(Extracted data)
• • • • •

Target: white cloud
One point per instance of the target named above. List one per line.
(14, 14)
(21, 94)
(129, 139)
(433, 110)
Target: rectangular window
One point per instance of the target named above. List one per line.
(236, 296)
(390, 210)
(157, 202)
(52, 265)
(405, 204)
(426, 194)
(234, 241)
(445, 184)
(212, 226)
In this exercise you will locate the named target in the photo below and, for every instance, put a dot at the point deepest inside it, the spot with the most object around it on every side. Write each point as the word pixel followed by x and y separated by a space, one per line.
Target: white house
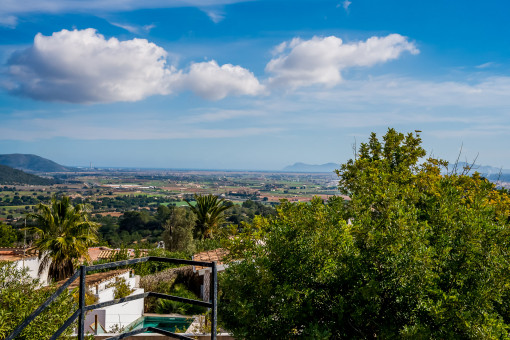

• • • • •

▸ The request: Copy out the data above line for line, without any change, and leave the pictures out of your answer.

▸ The answer:
Target: white cloud
One point per instance of the target named above. List one per line.
(14, 14)
(21, 94)
(129, 139)
(433, 110)
Target: rectangular window
One point per instance of the target named above. List one per line.
(236, 296)
(390, 210)
(157, 202)
(52, 265)
(405, 204)
(426, 194)
(234, 241)
(445, 184)
(212, 226)
In this exercise you will locate the named target in the photo below and, for every instance, put a dot at the point deepest inside it, the spot with the most object around it on every side. Write each point as the word pixel followed by x and y separated by a space, one per line.
Target: white house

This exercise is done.